====== EXCERPTED DATA

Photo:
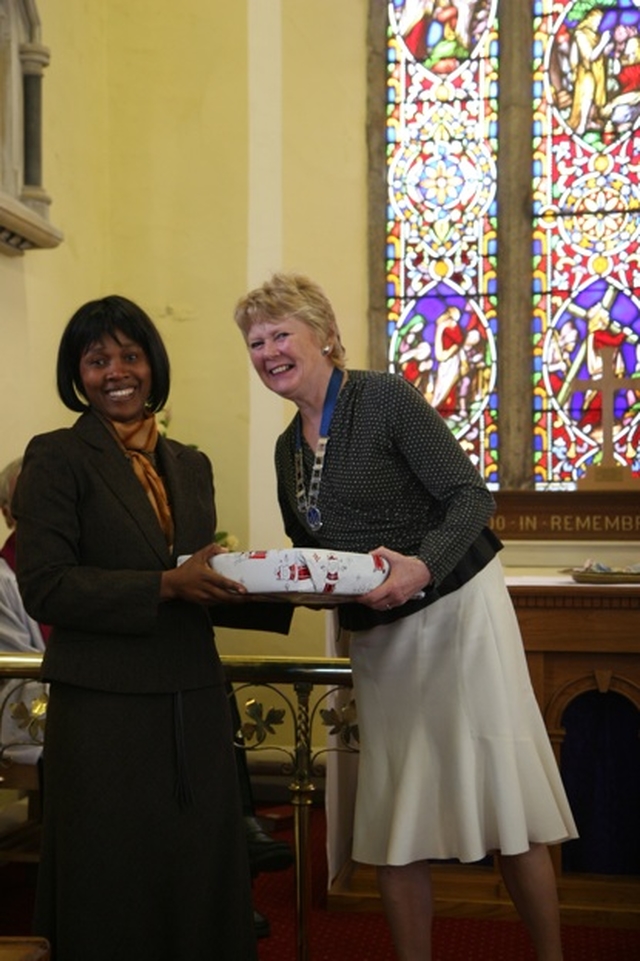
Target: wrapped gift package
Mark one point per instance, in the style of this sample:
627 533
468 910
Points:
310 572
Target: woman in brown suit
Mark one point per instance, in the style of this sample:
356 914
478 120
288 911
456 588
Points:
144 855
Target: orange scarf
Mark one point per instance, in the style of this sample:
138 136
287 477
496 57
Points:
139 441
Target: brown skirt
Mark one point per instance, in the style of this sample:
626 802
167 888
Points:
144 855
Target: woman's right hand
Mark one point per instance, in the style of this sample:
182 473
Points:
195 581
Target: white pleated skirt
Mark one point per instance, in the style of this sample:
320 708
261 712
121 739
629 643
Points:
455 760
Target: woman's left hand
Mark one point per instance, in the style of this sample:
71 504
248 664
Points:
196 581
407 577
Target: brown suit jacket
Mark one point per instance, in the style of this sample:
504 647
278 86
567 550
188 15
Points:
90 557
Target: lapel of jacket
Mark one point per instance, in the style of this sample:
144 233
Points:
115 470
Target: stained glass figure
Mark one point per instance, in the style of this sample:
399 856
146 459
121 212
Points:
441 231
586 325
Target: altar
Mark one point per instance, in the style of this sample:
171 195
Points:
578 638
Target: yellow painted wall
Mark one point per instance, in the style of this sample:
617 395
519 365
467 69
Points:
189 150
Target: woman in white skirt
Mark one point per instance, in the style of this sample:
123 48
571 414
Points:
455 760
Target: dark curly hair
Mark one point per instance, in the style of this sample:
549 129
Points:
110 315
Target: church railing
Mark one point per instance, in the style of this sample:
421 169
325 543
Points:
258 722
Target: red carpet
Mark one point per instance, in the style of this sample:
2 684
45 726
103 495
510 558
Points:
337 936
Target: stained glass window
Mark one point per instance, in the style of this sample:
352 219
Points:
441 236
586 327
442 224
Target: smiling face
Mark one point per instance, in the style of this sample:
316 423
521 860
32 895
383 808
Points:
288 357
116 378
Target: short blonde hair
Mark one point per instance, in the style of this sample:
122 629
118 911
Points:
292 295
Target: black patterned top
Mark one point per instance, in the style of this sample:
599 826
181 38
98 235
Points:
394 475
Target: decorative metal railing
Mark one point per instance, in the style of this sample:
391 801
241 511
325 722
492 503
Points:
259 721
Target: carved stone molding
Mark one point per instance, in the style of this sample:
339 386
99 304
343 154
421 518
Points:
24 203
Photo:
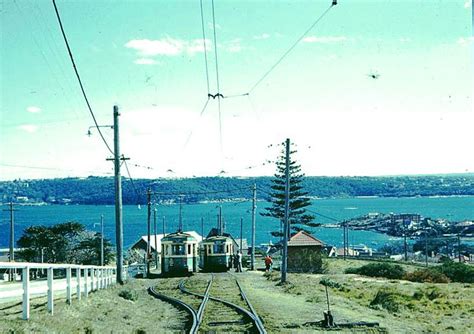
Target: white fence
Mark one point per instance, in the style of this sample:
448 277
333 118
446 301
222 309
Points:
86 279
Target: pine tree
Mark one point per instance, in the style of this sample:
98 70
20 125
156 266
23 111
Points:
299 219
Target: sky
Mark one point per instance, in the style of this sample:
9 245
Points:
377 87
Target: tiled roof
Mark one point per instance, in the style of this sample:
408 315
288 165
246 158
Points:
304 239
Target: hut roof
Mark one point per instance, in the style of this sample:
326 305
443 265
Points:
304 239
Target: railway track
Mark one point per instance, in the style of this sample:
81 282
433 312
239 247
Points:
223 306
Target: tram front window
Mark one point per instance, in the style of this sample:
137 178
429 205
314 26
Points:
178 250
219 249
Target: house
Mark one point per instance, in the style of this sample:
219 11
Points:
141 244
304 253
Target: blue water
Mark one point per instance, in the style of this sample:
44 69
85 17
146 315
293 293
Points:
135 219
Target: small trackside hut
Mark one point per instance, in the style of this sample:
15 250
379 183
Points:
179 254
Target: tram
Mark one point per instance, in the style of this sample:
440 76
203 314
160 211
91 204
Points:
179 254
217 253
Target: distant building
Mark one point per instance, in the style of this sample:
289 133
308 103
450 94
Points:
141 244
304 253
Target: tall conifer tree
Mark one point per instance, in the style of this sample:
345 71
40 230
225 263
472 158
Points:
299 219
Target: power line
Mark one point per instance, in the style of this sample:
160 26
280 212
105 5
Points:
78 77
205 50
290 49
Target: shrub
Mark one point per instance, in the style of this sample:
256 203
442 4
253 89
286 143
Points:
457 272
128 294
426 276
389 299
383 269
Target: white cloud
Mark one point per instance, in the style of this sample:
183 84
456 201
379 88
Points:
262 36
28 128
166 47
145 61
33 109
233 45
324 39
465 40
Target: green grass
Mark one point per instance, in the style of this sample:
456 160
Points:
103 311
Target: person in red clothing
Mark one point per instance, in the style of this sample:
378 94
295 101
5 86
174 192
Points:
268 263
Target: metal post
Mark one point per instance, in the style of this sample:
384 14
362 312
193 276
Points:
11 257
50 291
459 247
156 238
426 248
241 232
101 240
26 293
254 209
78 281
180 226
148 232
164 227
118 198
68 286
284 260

============

■ YOUR OBJECTIVE ■
Count how many lines of the listing include "hand". Nothing but the number is wanted.

■ EXERCISE OUTPUT ■
2